--- start of Page extract ---

Voluntary Redundancy Explained: Employer’s Guide In Australia

Alex Solo
byAlex Solo8 min read

Considering changes to your workforce? Voluntary redundancy can help you right-size your business while maintaining trust and morale across your team.

In this guide, we break down what voluntary redundancy means in Australia, how it differs from compulsory redundancy, when it’s appropriate to offer, the steps to run a compliant process, what to include in a redundancy package, and the key legal requirements and exemptions to keep in mind.

Our goal is to help you manage voluntary redundancies lawfully, sensitively and efficiently, so you can support your people and protect your business through change.

What Is Voluntary Redundancy?

Voluntary redundancy is when you invite employees to express interest in leaving their job in exchange for a redundancy payment (a “package”), rather than selecting and dismissing them. It’s commonly used during restructures, downsizing or when certain functions are no longer required.

The important point is choice: the employee elects to accept the offer. You retain the discretion to accept or decline expressions of interest to ensure ongoing capability and business continuity.

Core Features

  • Employer-initiated invitation: You identify a bona fide operational need to reduce roles and invite eligible staff to volunteer.
  • Employee choice: Employees can put their hand up, and you decide whether to accept the EOI based on fair, objective criteria.
  • Package payable: Volunteers receive a redundancy package consistent with legal entitlements and any additional incentives you decide to offer.

Voluntary programs can be a constructive alternative to forced redundancies, but they still require a genuine redundancy situation and careful compliance with Australian employment laws.

--- end of Page extract ---
--- start of Recorded information ---

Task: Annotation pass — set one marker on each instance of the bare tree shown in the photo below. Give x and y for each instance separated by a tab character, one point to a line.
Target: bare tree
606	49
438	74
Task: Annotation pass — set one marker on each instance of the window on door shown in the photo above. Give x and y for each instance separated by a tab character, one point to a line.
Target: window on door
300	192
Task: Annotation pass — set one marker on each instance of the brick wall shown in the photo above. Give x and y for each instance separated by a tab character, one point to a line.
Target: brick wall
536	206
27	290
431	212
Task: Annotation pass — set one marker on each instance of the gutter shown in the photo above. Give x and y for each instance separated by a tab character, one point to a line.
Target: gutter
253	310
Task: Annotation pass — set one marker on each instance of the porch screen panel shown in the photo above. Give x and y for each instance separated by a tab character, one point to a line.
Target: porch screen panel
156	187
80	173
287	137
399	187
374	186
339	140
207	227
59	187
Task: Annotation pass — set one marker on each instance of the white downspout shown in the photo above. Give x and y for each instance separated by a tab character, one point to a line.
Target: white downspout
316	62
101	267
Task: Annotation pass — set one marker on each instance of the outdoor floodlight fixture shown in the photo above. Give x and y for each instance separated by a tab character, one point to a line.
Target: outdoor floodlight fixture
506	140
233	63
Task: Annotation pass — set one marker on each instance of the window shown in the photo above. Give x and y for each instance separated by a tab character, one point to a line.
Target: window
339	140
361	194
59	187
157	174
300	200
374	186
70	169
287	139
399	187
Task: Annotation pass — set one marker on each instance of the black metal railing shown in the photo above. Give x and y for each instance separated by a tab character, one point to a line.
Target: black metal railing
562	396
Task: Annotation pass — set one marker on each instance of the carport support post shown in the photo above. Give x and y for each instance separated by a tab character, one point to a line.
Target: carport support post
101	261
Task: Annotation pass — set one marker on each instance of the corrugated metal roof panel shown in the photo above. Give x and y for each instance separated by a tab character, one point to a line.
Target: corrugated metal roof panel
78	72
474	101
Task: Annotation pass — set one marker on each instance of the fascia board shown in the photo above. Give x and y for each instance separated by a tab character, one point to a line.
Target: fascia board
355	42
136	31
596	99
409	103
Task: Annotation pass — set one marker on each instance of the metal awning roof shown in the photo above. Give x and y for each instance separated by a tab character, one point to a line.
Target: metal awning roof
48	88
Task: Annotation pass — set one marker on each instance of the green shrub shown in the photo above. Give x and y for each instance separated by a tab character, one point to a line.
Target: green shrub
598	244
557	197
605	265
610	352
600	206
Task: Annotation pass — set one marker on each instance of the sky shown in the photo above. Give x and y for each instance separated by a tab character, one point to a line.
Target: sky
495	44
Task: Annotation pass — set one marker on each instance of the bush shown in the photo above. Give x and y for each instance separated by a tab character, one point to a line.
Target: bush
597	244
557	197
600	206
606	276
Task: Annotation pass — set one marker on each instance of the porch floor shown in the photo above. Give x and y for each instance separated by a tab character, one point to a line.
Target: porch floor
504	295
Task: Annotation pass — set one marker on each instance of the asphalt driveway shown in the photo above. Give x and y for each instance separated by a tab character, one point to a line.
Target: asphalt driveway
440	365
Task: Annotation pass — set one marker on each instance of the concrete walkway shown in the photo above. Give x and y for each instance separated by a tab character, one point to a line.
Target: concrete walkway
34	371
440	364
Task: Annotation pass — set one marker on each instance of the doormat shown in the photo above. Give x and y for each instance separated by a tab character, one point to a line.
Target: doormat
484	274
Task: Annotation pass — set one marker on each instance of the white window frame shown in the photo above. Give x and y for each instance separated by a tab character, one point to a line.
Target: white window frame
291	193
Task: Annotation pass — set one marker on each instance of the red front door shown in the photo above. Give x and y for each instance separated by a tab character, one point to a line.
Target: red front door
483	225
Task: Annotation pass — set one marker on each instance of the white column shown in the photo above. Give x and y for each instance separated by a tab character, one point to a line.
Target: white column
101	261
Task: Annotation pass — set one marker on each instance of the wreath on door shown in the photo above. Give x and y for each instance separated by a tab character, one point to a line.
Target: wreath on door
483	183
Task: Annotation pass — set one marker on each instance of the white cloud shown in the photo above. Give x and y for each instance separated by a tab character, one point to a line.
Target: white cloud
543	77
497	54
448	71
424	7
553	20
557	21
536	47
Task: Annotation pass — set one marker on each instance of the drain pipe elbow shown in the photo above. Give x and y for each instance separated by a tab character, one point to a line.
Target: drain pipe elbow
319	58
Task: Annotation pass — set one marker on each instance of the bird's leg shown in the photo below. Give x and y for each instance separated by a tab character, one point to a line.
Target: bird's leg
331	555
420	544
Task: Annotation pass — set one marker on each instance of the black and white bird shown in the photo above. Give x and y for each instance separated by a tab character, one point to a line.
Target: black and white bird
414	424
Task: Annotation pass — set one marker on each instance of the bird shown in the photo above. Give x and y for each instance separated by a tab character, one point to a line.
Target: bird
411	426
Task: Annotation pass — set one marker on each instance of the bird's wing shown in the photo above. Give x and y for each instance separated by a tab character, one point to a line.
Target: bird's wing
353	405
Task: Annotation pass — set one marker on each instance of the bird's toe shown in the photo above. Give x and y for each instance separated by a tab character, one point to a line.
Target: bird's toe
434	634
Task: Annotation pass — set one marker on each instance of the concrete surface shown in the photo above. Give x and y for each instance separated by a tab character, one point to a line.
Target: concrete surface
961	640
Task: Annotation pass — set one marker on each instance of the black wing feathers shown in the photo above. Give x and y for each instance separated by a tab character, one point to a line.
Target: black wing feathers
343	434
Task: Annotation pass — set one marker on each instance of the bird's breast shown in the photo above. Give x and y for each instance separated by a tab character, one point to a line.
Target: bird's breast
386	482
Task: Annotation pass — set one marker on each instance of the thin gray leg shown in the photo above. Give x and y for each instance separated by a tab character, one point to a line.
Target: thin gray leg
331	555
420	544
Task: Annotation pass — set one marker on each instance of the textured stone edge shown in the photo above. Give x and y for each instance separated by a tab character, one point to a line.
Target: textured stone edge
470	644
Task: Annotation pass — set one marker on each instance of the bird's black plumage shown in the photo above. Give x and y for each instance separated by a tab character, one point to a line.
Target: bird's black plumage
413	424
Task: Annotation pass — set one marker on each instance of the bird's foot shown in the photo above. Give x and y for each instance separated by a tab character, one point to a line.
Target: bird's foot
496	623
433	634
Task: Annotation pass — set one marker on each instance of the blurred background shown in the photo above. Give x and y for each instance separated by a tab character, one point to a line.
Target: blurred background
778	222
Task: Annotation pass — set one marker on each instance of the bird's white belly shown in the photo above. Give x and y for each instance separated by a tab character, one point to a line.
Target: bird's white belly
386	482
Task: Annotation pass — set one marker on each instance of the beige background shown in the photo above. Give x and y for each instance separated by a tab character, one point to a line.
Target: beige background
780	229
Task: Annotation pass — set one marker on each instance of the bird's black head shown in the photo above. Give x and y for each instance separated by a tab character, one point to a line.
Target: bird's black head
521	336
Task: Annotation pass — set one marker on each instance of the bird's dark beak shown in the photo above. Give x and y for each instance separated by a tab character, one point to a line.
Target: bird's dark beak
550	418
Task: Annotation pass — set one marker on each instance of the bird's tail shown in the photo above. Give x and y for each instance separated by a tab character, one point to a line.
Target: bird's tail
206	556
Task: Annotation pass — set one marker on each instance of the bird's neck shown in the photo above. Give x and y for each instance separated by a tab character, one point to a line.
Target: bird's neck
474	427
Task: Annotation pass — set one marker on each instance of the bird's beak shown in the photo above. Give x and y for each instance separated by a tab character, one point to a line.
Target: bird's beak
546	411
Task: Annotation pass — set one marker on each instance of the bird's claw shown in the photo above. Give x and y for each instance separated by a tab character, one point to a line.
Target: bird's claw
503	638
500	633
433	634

--- end of Recorded information ---
--- start of Recorded information ---

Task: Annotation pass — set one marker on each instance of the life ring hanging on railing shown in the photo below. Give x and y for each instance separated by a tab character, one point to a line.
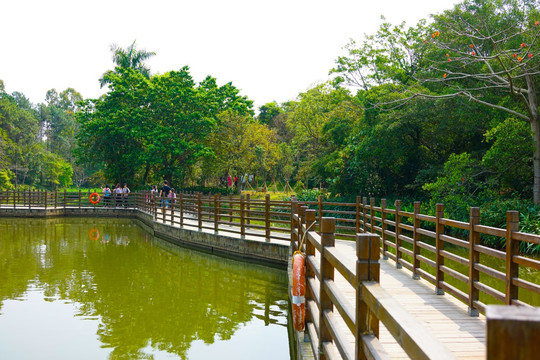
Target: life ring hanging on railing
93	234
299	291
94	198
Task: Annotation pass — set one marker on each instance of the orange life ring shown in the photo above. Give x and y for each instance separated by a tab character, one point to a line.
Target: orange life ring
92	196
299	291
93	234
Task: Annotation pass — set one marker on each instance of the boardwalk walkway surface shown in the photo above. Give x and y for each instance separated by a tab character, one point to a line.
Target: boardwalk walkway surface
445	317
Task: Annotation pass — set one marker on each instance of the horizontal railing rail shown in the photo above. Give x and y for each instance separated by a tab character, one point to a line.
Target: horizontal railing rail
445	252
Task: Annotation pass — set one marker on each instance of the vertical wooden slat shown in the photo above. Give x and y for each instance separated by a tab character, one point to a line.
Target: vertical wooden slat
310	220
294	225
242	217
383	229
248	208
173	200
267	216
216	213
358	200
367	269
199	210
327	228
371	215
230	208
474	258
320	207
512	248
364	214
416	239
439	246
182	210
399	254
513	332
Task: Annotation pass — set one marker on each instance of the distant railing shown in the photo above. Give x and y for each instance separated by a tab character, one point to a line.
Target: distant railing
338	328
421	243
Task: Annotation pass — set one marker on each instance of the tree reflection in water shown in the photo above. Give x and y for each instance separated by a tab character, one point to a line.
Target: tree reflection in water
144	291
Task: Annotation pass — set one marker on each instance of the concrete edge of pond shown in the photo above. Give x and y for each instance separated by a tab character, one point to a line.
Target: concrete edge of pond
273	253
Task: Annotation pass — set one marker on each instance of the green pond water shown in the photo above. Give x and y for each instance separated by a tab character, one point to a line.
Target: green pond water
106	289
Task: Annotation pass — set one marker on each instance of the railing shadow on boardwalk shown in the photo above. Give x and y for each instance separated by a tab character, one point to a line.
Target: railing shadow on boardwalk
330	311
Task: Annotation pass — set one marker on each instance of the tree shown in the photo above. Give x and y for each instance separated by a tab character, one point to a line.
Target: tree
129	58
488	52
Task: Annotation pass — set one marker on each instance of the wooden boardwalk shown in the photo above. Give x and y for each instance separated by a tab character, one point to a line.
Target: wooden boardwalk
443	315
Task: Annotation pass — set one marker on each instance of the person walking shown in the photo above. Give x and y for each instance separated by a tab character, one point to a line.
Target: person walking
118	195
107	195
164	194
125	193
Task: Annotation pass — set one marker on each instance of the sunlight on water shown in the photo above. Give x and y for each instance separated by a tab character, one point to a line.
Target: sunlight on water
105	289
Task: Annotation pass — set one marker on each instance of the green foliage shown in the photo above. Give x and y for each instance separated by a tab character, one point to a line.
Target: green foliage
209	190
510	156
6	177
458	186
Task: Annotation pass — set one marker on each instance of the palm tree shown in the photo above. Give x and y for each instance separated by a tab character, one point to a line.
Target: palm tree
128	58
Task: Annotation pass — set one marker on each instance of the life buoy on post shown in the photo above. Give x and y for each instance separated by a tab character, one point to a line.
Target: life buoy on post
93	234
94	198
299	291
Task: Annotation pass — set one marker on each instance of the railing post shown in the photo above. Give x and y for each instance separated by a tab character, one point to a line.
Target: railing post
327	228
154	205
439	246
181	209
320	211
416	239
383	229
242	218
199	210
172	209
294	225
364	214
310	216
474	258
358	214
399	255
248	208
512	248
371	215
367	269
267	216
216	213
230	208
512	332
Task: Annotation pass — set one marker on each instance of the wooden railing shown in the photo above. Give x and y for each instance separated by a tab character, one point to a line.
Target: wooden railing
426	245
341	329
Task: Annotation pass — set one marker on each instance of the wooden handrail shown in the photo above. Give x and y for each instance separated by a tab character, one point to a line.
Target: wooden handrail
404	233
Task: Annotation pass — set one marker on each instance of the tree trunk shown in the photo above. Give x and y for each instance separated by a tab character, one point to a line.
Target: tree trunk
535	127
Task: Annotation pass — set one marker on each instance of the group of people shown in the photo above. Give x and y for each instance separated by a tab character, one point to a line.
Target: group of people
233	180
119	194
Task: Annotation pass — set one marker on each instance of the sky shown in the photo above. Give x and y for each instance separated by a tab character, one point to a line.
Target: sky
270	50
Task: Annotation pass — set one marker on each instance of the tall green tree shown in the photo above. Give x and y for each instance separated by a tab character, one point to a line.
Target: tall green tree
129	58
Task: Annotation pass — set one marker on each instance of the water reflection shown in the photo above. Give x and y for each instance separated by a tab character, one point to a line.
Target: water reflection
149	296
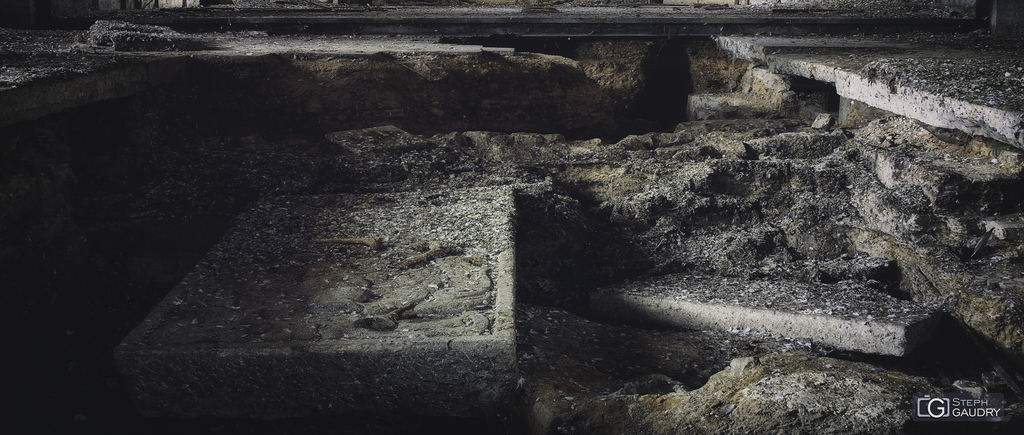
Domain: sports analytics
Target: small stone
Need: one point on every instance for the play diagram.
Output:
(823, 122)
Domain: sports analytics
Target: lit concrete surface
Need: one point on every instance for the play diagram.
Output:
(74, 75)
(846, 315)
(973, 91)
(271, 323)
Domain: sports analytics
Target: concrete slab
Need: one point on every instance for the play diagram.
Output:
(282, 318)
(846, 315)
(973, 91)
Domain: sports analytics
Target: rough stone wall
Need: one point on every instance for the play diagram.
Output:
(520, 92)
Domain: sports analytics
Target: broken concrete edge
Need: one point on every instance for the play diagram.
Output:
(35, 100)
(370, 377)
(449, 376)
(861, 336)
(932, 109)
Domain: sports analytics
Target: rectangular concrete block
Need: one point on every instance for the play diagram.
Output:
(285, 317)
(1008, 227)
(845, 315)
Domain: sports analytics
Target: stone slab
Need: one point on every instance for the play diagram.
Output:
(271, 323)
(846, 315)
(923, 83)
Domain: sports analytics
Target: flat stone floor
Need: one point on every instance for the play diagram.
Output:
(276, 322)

--- end of Recorded information ---
--- start of Recorded information ---

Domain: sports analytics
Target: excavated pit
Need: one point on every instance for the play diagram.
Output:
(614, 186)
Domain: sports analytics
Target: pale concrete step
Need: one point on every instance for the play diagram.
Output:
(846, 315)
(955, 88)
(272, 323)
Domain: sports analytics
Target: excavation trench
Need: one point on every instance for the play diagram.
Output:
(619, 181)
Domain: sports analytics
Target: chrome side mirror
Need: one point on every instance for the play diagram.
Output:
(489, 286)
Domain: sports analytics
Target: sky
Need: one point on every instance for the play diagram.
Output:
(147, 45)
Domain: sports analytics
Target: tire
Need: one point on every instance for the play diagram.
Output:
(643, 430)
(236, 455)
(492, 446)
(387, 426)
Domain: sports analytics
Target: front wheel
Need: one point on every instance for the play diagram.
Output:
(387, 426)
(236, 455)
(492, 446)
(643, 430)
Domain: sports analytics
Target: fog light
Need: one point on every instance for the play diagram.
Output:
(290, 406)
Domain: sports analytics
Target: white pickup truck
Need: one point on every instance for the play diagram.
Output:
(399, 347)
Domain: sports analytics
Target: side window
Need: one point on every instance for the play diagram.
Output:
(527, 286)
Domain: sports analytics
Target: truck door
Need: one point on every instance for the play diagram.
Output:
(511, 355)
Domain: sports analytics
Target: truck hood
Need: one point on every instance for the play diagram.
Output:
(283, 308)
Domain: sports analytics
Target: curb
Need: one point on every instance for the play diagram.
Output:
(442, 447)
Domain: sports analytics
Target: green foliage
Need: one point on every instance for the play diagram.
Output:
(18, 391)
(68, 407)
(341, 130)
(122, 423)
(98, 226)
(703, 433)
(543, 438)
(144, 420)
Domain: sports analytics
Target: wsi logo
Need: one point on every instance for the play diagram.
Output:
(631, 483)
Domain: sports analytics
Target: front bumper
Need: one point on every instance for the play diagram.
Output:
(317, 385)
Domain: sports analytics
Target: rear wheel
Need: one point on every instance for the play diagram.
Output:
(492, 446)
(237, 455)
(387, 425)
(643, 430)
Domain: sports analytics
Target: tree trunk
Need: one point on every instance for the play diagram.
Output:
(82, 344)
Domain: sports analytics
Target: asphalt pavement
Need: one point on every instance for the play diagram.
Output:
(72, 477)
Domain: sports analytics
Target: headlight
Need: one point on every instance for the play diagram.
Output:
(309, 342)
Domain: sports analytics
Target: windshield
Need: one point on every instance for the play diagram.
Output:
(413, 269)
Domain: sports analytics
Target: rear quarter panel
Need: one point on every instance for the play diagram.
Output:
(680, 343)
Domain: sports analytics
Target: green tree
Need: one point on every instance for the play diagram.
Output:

--- end of Recorded information ---

[Work to do]
Decide whether each statement agrees with the voluntary redundancy guide above: (a) the employer must accept every expression of interest it receives; (b) a voluntary program still requires a genuine redundancy situation; (c) voluntary redundancy is commonly used during restructures. Answer yes or no for each, quoting the deciding words from the guide.

[Correct response]
(a) No: "You retain the discretion to accept or decline expressions of interest to ensure ongoing capability and business continuity."
(b) Yes: "they still require a genuine redundancy situation and careful compliance with Australian employment laws."
(c) Yes: "It’s commonly used during restructures, downsizing or when certain functions are no longer required."